**REQUIREMENT 1**
From the forum thread below, extract word for word the part that opens with the words containing "Besides: Im Sanguine/sanguine, pattern" and closes with "Machiavelli (Aug 7, 2011)".

------------------------------------

# Hellos SPs!!!! I just realized what a dreadful hypocrite I am!!! :(



## Glenda Gnome Starr (May 12, 2011)

*Well thank you for the lovely welcome! :tongue:*

You're welcome.



*Yeah, we totally need more faces. I want a Macho Man face, a Princess Face (WITH a tiara :crazy, a Smoking Cigarettes face, a WHATEVER face, an OH SNAP face, a Sarcasm face, an Oh No You Didn't face, a Now You Fucked Up! face, etc. :laughing:*


We need a I just ate something that tasted disgusting face, a opera singer face, a sleepy face, a darn it, i got caught face...



*:sad: But I LOOOOOVVVVEEEE war and violence and fighting and bullying and meanness! :crazy::laughing:*

Oh well, we all have to have our hobbies! :shocked:



*I'll do that! *
Right-ee-oh.


----------



## Nessie (Jan 6, 2012)

Niccolo Machiavelli said:


> I'll make this brief. You're new here so you still think that the MBTI is this brilliant wonderful thing, when in reality it is mostly nonsense. Once you've been here for a short while you'll realize this. Most of the praise you give the test is completely false. You should check out the thread on the ENFJ section about the stupid MBTI stereotypes. As for the last part about graphs and such, surely you're speaking in jest. Just because somebody has "graphs" and "tests" does NOT mean that they have empirical evidence of any kind. This is why the word "hokum" exists, to describe things that look impressive but are nothing but nonsense. Astrology has a whole bunch of graphs and experiments, much more than MBTI, yet it is nothing but a silly pseudoscience. Scientology has the fancy meters and everything, yet even the founder of Scientology admitted they mean nothing. The "evidence" backing up the MBTI, or most of the entire field of psychology for that matter, is at best very little, and at worst nothing at all.
> 
> If you disagree, that's fine. Stick around here for a few more months and then let me know how you feel, once you've seen the silliness of it all first hand.


Hi Nick. Welcome to numerous company (hypocrisy), I havent been on page of your temperament yet:wink:.

MBTI tests scale 50:50 between confirmed and totale discredited (totally discredited are for example projective tests like Rorschach).
MBTIs performance on prediction of job success for example is poor 0.12 (scale from 0 to 1). 

Besides: Im Sanguine/sanguine, pattern SP/NT, very expressed extrovert and I like faces too. Where is difference between sarcastic face and NO, you diiidnt? For me similar.


----------



## Niccolo Machiavelli (Aug 7, 2011)

Nessie said:


> Hi Nick. Welcome to numerous company (hypocrisy), I havent been on page of your temperament yet:wink:.
> 
> MBTI tests scale 50:50 between confirmed and totale discredited (totally discredited are for example projective tests like Rorschach).
> MBTIs performance on prediction of job success for example is poor 0.12 (scale from 0 to 1).
> ...


Thank you for the welcome!


----------



## Vtile (Feb 27, 2011)

:crazy: .


----------



## Neon Knight (Aug 11, 2010)

This is funny! XD


----------



## Thomas60 (Aug 7, 2011)

------------------------------------

**REQUIREMENT 2**
From the entries below, extract every line that holds the string "polo", matching case exactly.

**PROVIDED RECORDS**

------------------------------------

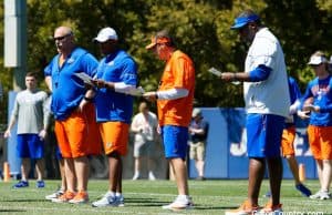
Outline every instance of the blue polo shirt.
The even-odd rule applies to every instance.
[[[101,60],[96,78],[107,82],[124,82],[136,86],[137,65],[125,51],[117,50]],[[95,103],[97,122],[131,123],[133,115],[132,95],[102,88],[96,93]]]
[[[85,72],[93,76],[96,72],[97,60],[87,51],[75,48],[59,66],[60,54],[55,55],[44,69],[45,76],[52,78],[51,110],[56,120],[65,120],[79,106],[85,94],[84,83],[75,73]]]

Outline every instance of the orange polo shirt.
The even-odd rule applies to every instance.
[[[195,68],[191,59],[181,51],[175,51],[166,62],[158,91],[186,89],[188,95],[177,100],[158,100],[159,125],[188,126],[195,91]]]

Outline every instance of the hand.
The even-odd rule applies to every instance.
[[[44,140],[46,136],[46,130],[40,131],[38,135],[39,135],[40,140]]]
[[[298,111],[297,114],[302,120],[310,119],[310,111]]]
[[[4,134],[3,134],[3,137],[4,139],[8,139],[11,136],[11,133],[10,133],[10,130],[6,130]]]
[[[220,75],[220,79],[222,81],[227,81],[227,82],[234,81],[235,73],[234,72],[222,72]]]
[[[92,82],[97,86],[97,88],[105,88],[106,86],[106,82],[104,80],[101,79],[94,79],[92,80]]]
[[[309,104],[303,106],[303,111],[320,112],[320,108]]]
[[[157,93],[152,91],[152,92],[146,92],[143,94],[143,98],[146,99],[149,102],[154,102],[157,100]]]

------------------------------------

**CORRECT RESPONSE 1**
Besides: Im Sanguine/sanguine, pattern SP/NT, very expressed extrovert and I like faces too. Where is difference between sarcastic face and NO, you diiidnt? For me similar.


----------



## Niccolo Machiavelli (Aug 7, 2011)

**CORRECT RESPONSE 2**
Outline every instance of the blue polo shirt.
Outline every instance of the orange polo shirt.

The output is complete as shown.